# Your instructions:
Return the records, each one exactly as written.

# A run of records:
* BEGIN *

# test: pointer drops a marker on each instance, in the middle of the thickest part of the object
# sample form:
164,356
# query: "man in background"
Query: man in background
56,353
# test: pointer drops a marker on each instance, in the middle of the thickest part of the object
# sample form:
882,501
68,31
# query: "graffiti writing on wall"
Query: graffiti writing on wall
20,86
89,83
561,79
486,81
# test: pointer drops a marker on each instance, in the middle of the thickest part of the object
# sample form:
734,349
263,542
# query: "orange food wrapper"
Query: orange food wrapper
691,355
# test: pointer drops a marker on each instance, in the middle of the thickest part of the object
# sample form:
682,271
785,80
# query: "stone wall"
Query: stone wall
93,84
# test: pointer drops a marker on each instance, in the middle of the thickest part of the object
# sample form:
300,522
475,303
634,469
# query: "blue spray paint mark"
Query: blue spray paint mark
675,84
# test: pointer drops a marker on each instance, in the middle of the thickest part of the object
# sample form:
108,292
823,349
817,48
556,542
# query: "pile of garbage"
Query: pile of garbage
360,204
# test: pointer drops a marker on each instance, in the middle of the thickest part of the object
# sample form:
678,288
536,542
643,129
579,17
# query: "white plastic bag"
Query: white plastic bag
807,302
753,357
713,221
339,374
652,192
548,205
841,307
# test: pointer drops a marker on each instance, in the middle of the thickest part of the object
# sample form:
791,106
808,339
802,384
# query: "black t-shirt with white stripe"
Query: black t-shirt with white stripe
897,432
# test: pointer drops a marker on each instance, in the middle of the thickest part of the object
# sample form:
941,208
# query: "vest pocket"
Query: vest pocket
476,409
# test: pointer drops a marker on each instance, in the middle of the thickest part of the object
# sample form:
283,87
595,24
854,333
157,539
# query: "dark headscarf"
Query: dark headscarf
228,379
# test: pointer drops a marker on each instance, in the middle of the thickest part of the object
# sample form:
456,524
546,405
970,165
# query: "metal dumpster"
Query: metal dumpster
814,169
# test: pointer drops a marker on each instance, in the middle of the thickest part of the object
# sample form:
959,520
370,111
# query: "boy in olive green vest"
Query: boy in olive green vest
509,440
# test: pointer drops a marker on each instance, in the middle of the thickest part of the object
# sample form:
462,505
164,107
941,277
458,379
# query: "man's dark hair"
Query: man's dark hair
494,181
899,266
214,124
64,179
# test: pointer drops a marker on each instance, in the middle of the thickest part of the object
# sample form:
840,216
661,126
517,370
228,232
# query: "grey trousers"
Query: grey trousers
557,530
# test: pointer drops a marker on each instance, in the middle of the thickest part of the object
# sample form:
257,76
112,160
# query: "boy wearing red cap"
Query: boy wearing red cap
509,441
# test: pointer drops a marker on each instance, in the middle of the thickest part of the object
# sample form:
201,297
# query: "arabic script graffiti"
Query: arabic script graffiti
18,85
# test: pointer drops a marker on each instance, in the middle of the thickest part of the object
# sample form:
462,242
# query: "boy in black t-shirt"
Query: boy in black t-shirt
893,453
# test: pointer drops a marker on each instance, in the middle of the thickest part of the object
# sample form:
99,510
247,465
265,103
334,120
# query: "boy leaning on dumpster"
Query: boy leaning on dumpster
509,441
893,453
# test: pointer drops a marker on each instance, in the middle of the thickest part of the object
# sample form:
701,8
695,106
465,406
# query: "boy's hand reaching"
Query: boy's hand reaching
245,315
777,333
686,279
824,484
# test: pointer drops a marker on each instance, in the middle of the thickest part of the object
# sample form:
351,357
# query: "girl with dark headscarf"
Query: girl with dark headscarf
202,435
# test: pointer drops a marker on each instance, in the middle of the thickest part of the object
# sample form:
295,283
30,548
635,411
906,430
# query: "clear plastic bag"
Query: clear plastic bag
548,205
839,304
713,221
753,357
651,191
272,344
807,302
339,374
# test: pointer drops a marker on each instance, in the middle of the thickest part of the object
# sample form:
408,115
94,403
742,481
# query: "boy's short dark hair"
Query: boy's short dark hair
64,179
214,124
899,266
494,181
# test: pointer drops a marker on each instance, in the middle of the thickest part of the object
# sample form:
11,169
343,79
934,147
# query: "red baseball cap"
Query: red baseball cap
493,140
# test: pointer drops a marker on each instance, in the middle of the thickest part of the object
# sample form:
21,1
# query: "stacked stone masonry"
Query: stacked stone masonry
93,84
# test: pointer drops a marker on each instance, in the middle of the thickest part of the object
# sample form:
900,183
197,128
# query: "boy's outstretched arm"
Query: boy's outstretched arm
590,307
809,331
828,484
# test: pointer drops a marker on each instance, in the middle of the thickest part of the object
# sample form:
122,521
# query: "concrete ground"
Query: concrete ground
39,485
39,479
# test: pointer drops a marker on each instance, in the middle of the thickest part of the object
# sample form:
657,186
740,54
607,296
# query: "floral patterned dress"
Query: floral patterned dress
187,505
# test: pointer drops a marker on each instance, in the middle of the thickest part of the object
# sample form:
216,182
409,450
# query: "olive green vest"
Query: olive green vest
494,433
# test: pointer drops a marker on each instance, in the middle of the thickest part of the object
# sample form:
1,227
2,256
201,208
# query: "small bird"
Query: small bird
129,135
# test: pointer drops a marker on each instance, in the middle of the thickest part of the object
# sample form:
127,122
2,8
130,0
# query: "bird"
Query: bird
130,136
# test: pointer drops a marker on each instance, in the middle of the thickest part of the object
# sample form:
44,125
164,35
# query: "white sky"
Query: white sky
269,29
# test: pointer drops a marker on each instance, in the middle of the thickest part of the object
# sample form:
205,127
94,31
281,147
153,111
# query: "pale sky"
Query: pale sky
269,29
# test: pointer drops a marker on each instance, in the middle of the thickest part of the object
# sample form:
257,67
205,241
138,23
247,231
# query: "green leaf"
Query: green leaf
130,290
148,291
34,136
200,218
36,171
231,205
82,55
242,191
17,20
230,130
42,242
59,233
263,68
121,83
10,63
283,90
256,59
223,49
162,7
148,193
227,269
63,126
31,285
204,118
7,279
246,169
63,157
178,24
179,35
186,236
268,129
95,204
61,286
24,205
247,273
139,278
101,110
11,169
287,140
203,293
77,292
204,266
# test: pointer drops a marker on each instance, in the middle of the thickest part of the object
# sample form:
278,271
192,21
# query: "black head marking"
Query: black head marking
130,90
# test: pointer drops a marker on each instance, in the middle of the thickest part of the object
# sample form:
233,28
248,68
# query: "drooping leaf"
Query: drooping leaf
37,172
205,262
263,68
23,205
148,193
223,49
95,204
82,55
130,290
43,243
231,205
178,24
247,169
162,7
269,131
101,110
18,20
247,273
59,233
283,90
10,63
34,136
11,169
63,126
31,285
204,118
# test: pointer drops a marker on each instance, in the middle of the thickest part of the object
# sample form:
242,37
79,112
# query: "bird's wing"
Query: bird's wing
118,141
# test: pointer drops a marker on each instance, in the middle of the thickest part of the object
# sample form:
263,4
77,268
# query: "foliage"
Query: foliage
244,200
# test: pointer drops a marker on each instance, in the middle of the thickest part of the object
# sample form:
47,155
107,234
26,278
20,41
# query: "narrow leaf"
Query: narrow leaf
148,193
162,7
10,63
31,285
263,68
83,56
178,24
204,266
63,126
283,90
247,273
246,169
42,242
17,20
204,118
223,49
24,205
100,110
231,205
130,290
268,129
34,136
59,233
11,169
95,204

* END *

# Task result:
# test: pointer drops a marker on each instance, in the middle of the thickest part of the object
# sample form:
164,356
# query: "man in background"
Query: man in background
56,353
# test: pointer drops a marker on each instance, in the middle of the thickest part of the object
# sample form:
882,501
68,31
# query: "graffiti writing on wall"
Query: graffiti writing on wall
20,86
89,83
561,79
486,81
# test: pointer drops a marker on each instance, in the middle of the thickest part of the object
# sample form:
734,349
263,542
# query: "orange food wrapper"
Query: orange food wrapper
691,355
# test: pointer drops a marker on each instance, in the middle of the thickest part of the object
# sample form:
682,271
785,80
# query: "stone wall"
Query: stone wall
93,84
# test: pointer drops a marker on each instance, in the middle of the thickest part of the object
# sample form:
300,522
475,303
634,469
# query: "blue spray paint mark"
Query: blue spray paint mark
675,84
# test: pointer drops a marker on each instance, in the middle of the thickest part of the object
# sample form:
108,292
823,349
817,48
556,542
# query: "pile of garbage"
Query: pile of garbage
360,204
# test: pointer drops a marker on each instance, in the middle of the thickest part of the object
# sample form:
678,288
536,542
643,129
579,17
# query: "white plastic bag"
Query: white plastic bag
807,302
753,357
713,221
339,374
652,192
548,205
841,307
# test: pointer drops a marker on each instance, in the middle of the thickest part of the object
# sample form:
791,106
808,339
802,384
# query: "black t-shirt with white stripe"
Query: black t-shirt with white stripe
897,432
# test: pointer drops a marker on each instance, in the middle of the thickest part of the object
# sample form:
941,208
# query: "vest pocket"
Query: vest pocket
476,409
# test: pointer drops a marker on each instance, in the middle of the thickest part of the object
# sample form:
283,87
595,24
854,333
157,539
# query: "dark headscarf"
Query: dark headscarf
228,379
# test: pointer drops a marker on each instance, in the middle of the thickest part of the object
# sample form:
456,524
546,405
970,165
# query: "metal dumpster"
Query: metal dumpster
814,169
# test: pointer drops a marker on each instance, in the middle of the thickest part of the object
# sample form:
959,520
370,111
# query: "boy in olive green vest"
Query: boy in olive green vest
509,440
# test: pointer drops a marker on each instance, in the middle of the thickest part of the object
# sample form:
462,505
164,107
941,277
458,379
# query: "man's dark hair"
Query: man's dark hair
494,181
899,266
214,124
64,179
# test: pointer drops a marker on each instance, in the middle of the thickest part of the object
# sample form:
840,216
661,126
517,370
228,232
# query: "grey trousers"
Query: grey trousers
557,530
# test: pointer drops a marker on each instance, in the middle of the thickest part of the object
# sample form:
257,76
112,160
# query: "boy wearing red cap"
Query: boy wearing red cap
509,441
# test: pointer drops a marker on each instance, in the middle of the thickest part of the object
# sample form:
201,297
# query: "arabic script graffiti"
Query: arabic script graffiti
18,85
# test: pointer drops a marker on each instance, in the middle of the thickest part of the object
# sample form:
462,242
# query: "boy in black t-shirt"
Query: boy in black t-shirt
893,453
# test: pointer drops a marker on each instance, in the middle of the thickest part of the object
# sample form:
99,510
247,465
265,103
334,120
# query: "boy leaning on dumpster"
Query: boy leaning on dumpster
509,441
893,453
# test: pointer drops a marker on each instance, in the middle of the thickest part of the object
# sample form:
701,8
695,106
465,406
# query: "boy's hand reaching"
Query: boy's hand reaching
245,315
777,333
686,279
824,484
# test: pointer drops a marker on each instance, in the middle of the thickest part of the object
# sample form:
351,357
# query: "girl with dark headscarf"
Query: girl with dark headscarf
202,435
# test: pointer drops a marker on each instance, in the middle of the thickest part of the object
# sample form:
295,283
30,548
635,411
906,430
# query: "clear plastic bag"
Query: clear plastic bag
548,205
839,304
713,221
753,357
651,191
272,344
807,302
339,374
# test: pointer drops a marker on each instance, in the middle of the thickest part of the object
# sample form:
408,115
94,403
742,481
# query: "boy's short dark hair"
Query: boy's short dark hair
64,179
214,124
899,266
494,181
# test: pointer drops a marker on each instance, in the middle of the thickest part of the object
# sample form:
11,169
343,79
934,147
# query: "red baseball cap"
Query: red baseball cap
493,140
# test: pointer drops a marker on each instance, in the middle of the thickest part of the object
# sample form:
21,1
# query: "stacked stone masonry"
Query: stacked stone masonry
93,84
# test: pointer drops a marker on each instance, in the middle of the thickest part of the object
# sample form:
900,183
197,128
# query: "boy's outstretched arm"
Query: boy's outstretched arm
590,307
809,331
828,484
# test: pointer drops a marker on each instance, in the middle of the thickest part of the object
# sample form:
122,521
# query: "concrete ground"
Query: concrete ground
39,485
39,479
# test: pointer drops a marker on each instance, in the middle of the thickest part of the object
# sample form:
657,186
740,54
607,296
# query: "floral patterned dress"
Query: floral patterned dress
187,505
# test: pointer drops a marker on each instance, in the middle of the thickest part of the object
# sample form:
216,182
409,450
# query: "olive green vest"
Query: olive green vest
494,433
# test: pointer drops a marker on each instance, in the middle of the thickest part of the object
# sample form:
1,227
2,256
201,208
# query: "small bird"
Query: small bird
129,135
# test: pointer drops a marker on each instance, in the middle of the thickest part of the object
# sample form:
127,122
2,8
130,0
# query: "bird"
Query: bird
130,136
# test: pointer drops a marker on each instance, in the middle of the thickest part of the object
# sample form:
44,125
164,35
# query: "white sky"
Query: white sky
269,29
# test: pointer drops a marker on each instance, in the middle of the thickest part of the object
# sample form:
205,127
94,31
281,147
153,111
# query: "pale sky"
Query: pale sky
269,29
# test: pointer drops a marker on each instance, in the middle of the thickest part of the object
# sample form:
257,67
205,241
138,23
247,231
# query: "green leaf"
Query: green leaf
130,290
148,291
34,136
200,218
36,171
231,205
82,55
242,191
17,20
230,130
42,242
59,233
263,68
121,83
10,63
283,90
256,59
223,49
162,7
148,193
227,269
63,126
31,285
204,118
7,279
246,169
63,157
178,24
179,35
186,236
268,129
95,204
61,286
24,205
247,273
139,278
101,110
11,169
287,140
203,293
77,292
204,266
# test: pointer drops a marker on each instance, in the middle of the thickest part of the object
# sample form:
278,271
192,21
# query: "black head marking"
Query: black head marking
130,90
# test: pointer drops a marker on each instance, in the middle of the thickest part of the object
# sample form:
233,28
248,68
# query: "drooping leaf"
Query: drooping leaf
37,172
205,262
263,68
23,205
148,193
223,49
95,204
82,55
130,290
43,243
231,205
178,24
247,169
162,7
269,131
101,110
18,20
247,273
59,233
283,90
10,63
34,136
11,169
63,126
31,285
204,118
# test: pointer drops a marker on each instance, in the middle of the thickest part of the object
# sample form:
242,37
79,112
# query: "bird's wing"
Query: bird's wing
118,141
# test: pointer drops a marker on each instance, in the middle of the thickest part of the object
# sample form:
263,4
77,268
# query: "foliage"
Query: foliage
244,200
# test: pointer drops a marker on each instance, in the middle of the thickest part of the object
# sample form:
47,155
107,234
26,278
20,41
# query: "narrow leaf"
Query: narrow leaf
148,193
162,7
10,63
31,285
263,68
83,56
178,24
204,266
63,126
283,90
247,273
246,169
42,242
17,20
204,118
223,49
24,205
100,110
231,205
130,290
268,129
34,136
59,233
11,169
95,204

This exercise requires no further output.